What you need to do
**a.** Answer each question from the sleep article below.
(i) Which university's researchers reviewed dozens of past studies to find recurring patterns?
(ii) What does evidence suggest people who don't get enough sleep release more of?
(iii) Which university's study described increased food intake during insufficient sleep as a physiological adaptation?
**b.** Write out the portion of the sleep article below starting with "Secondly, a University" and going on through "result in over-eating.".
**c.** Continue the sleep article below, picking up after its last sentence.

Few of us would deny the pleasure of waking up naturally on a Saturday morning, comfortably stretching out in the warmth of our own bed. What you may not appreciate, however, is just how beneficial sleep can be for our health.
If you’re looking for a reasonable excuse to spend more time in bed this weekend read on for some of the top health benefits of getting more sleep…
#1. Better Weight Control
Numerous studies over the years have looked at the relationship between sleep length and weight control. Research from the University of Warwick in Britain looked at dozens of past studies to find recurring patterns. The scientists involved concluded that “studies from around the world show a consistent increased risk of obesity amongst short sleepers”.
Separate studies have sought to try and discover why this might be. Here there are two schools of thoughts. Firstly, there is evidence to suggest that individuals who don’t get enough sleep release more insulin-resistant cytokines.
Secondly, a University of Texas study found that “increased food intake during insufficient sleep is a physiological adaptation to provide energy needed to sustain additional wakefulness”. Sadly, in cases where food is plentiful, this can inadvertently result in over-eating.

Information given
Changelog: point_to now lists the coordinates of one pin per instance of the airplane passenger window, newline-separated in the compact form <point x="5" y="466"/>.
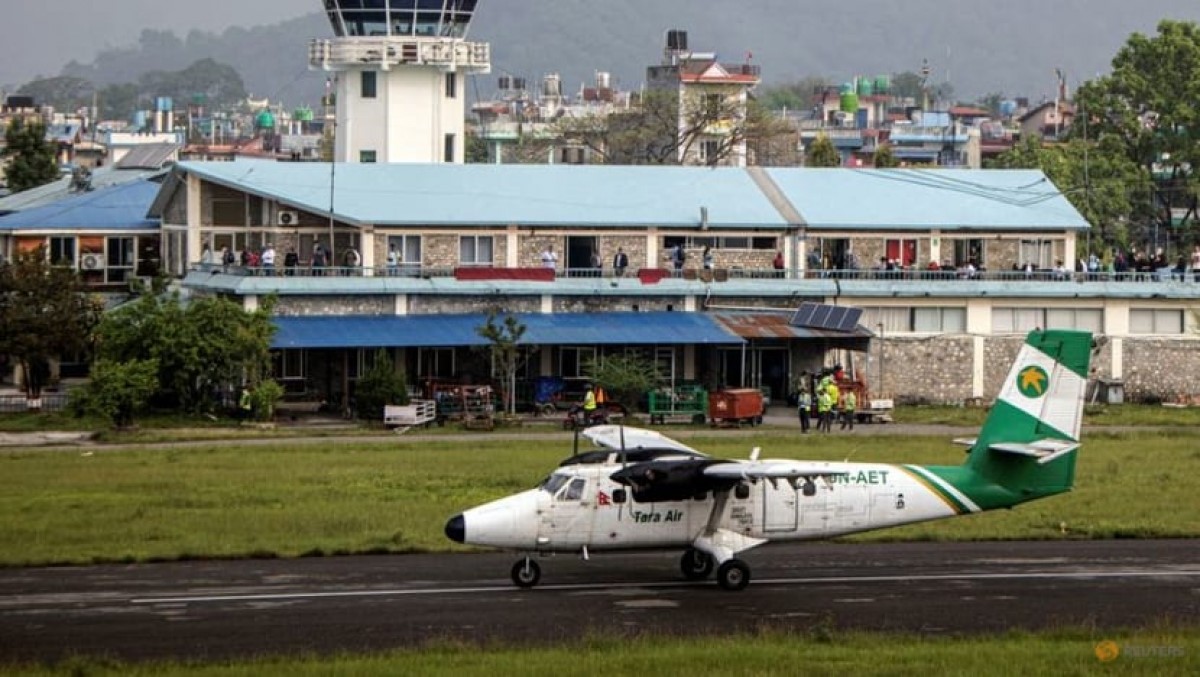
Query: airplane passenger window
<point x="553" y="483"/>
<point x="575" y="491"/>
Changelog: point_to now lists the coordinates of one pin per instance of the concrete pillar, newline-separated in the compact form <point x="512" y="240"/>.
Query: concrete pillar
<point x="195" y="244"/>
<point x="367" y="252"/>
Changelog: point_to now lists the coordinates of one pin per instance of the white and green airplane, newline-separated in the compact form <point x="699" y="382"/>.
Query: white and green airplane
<point x="647" y="491"/>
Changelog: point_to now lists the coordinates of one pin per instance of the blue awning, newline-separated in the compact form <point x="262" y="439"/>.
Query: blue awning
<point x="461" y="330"/>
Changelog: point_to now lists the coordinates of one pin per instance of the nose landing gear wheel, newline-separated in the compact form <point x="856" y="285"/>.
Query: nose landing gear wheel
<point x="733" y="575"/>
<point x="696" y="565"/>
<point x="526" y="573"/>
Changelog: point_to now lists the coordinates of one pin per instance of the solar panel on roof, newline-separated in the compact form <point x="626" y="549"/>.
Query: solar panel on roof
<point x="823" y="316"/>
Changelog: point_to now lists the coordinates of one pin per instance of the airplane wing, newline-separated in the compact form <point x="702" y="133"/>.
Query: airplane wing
<point x="624" y="437"/>
<point x="785" y="469"/>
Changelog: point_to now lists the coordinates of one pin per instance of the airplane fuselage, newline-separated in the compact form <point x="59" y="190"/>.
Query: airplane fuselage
<point x="582" y="509"/>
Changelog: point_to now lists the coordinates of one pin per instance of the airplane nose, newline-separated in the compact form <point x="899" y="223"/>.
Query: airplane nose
<point x="456" y="528"/>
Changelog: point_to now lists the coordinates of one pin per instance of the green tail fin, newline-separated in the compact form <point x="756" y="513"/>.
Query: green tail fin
<point x="1030" y="441"/>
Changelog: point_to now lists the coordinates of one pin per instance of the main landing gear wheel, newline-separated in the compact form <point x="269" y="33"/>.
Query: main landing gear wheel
<point x="696" y="565"/>
<point x="526" y="573"/>
<point x="733" y="575"/>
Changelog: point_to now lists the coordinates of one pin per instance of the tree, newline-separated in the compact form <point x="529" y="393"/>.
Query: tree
<point x="885" y="159"/>
<point x="505" y="346"/>
<point x="379" y="387"/>
<point x="661" y="130"/>
<point x="220" y="83"/>
<point x="45" y="312"/>
<point x="822" y="154"/>
<point x="1097" y="178"/>
<point x="31" y="157"/>
<point x="795" y="95"/>
<point x="1147" y="108"/>
<point x="64" y="93"/>
<point x="203" y="349"/>
<point x="119" y="390"/>
<point x="627" y="377"/>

Expected responses
**a.**
(i) The University of Warwick in Britain.
(ii) Insulin-resistant cytokines.
(iii) The University of Texas.

**b.**
Secondly, a University of Texas study found that “increased food intake during insufficient sleep is a physiological adaptation to provide energy needed to sustain additional wakefulness”. Sadly, in cases where food is plentiful, this can inadvertently result in over-eating.

**c.**
#2.Reduced Diabetes Risk
It has long been suspected that diabetes may be affected by the volume and quality of sleep that we experience on a regular basis. One such study took place in 2009 where 900 diabetes-free individuals were monitored until a proportion developed the disease. The lifestyles of those who contracted Type II diabetes were then compared, to find that getting less than seven hours of sleep each night “was associated with increased odds of diabetes”.
#3.Better Driving Skills
It’s little surprise that tiredness can affect our concentration levels and hand-eye co-ordination. It has been suggested by the Royal Society for the Prevention of Accidents that “driver fatigue may be a contributory factor in up to 20% of road accidents”.
#4.Improved Memory & Work Performance
Anyone who has stayed up late into the night with a sick child (or at a bar!) will know that unpleasant, groggy feeling the following day. It is a feeling that everything takes far more effort than usual, and that important decisions must be put off until a proper night’s sleep has been had.
As it turns out, this probably isn’t your imagination. Numerous cognitive benefits of proper sleep have been shown by scientists over the years. One particularly interesting study asked subjects to learn something new, then to sleep at varying times before being tested the following day. The scientists found that the sooner you fall asleep after learning something new, the better it can be remembered in the future.
#5.Better Mood & Outlook
A study in Japan noted that individuals who slept less than six hours per night were statistically more likely to suffer from depression. Another study looked at those who awaken regularly throughout the night, so may receive less sleep than the rest of us, despite remaining in bed for a reasonable period of time. Here, too, a direction relationship was found between average quality of life and the volume and quality of sleep experienced.
It seems that, at least to a degree, you really can sleep yourself happy.
Conclusion – and a Warning
The evidence seems pretty convincing; sleep longer and enjoy better memory, happier days, less illness and a trimmer figure. However, there is one more morsel of information that every sleepyhead should know; the effects of too much sleep are almost as bad.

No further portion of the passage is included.